— Problems —
[A] In the article about the vandalized South Side church, how long had Marino's organ been listed on Craigslist?
[B] Turn part of the listing into a Markdown table with the columns Row and Line and no blank lines. Begin at the line that contains "Is there any narrow", and stop after the line that contains "[36, 29, 93, 79]".

[Text block start]

Updated: June 24, 2013 2:16PM
As Mary Marino read a story in the Sun-Times on Tuesday about a South Side church being vandalized and its antique organ damaged, she first felt “awful” — then realized she could help.
Last weekend, a deacon at the International Harbor of Grace Church in the 9700 block of South Avenue L in Chicago made the disheartening discovery as he was preparing for services, police said.
Gang symbols and graffiti were found on the walls, floors and pews, several of which were pulled from their mounts, police News Affairs Officer Jose Estrada said. An antique organ was smashed and keys pulled from the instrument.
A smaller church organ and three computers used to educate children were stolen. A porcelain baptismal pool was damaged with items thrown inside; and broken glass and drug paraphernalia were found on the floor.
“I thought it was ridiculous,” said Marino, of Homer Glen. “You don’t go into a church (and do this). Who would do this?”
Particularly inexplicable were the damage and theft of the organs, she said.
“What’s an organ going to do for them? It just touched my heart,” Marino said.
That’s when she realized what she could do. Marino has had an organ worthy of any church in her home for the past 30 years, and had been looking, unsuccessfully, to give it away.
“I’m looking at this (story) and thought, ‘I’ve got an organ that’s been in my home for 30 years and I’ve played and played and I’m done,’ ” she said.
The organ was listed on Craigslist for three months, with no takers.
“I told my daughter, ‘I know what I’m doing tomorrow — if they can pick the organ up it’s theirs,’ ” she said.

[Text block end]
[Material provided start]

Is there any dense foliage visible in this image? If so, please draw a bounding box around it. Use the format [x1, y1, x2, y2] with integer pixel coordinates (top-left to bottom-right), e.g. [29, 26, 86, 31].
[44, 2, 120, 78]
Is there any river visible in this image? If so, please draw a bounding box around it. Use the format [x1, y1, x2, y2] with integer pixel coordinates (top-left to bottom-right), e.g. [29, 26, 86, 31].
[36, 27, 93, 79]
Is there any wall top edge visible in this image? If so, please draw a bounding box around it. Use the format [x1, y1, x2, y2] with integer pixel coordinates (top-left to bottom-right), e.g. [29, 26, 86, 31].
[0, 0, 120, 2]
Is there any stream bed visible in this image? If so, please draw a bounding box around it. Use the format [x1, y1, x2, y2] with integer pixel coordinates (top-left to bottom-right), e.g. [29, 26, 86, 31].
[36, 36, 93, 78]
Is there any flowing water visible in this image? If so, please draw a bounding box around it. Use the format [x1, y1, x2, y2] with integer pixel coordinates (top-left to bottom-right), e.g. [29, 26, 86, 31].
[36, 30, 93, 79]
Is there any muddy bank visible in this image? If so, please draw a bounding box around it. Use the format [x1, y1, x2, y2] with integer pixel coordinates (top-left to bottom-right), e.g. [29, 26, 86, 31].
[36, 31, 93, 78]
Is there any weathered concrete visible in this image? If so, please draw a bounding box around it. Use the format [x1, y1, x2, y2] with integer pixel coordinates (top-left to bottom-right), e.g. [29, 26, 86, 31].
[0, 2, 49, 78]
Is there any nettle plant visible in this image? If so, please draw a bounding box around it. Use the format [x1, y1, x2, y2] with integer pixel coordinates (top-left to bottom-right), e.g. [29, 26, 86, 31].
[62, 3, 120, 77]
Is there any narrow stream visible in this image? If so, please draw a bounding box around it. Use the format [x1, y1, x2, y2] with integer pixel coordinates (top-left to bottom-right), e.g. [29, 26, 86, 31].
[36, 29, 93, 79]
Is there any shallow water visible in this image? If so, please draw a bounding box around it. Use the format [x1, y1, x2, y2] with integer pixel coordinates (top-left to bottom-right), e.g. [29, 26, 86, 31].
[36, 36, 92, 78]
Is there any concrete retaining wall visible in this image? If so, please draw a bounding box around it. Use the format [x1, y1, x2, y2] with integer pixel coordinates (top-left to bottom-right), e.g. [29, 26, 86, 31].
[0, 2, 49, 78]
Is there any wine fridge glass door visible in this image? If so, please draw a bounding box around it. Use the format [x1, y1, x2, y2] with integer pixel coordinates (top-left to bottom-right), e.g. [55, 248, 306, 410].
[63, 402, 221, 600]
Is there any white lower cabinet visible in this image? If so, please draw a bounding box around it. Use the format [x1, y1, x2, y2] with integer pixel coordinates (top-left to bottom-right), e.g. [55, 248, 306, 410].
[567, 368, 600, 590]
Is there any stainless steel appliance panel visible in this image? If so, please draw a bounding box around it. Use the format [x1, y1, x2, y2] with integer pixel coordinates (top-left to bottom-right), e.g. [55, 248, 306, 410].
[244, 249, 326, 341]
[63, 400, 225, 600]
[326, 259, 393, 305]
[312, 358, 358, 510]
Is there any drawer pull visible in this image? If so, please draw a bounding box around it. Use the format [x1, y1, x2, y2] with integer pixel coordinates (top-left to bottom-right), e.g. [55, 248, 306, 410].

[Material provided end]

— Outputs —
[A] Three months, with no takers.

[B]
| Row | Line |
|---|---|
| 1 | Is there any narrow stream visible in this image? If so, please draw a bounding box around it. Use the format [x1, y1, x2, y2] with integer pixel coordinates (top-left to bottom-right), e.g. [29, 26, 86, 31]. |
| 2 | [36, 29, 93, 79] |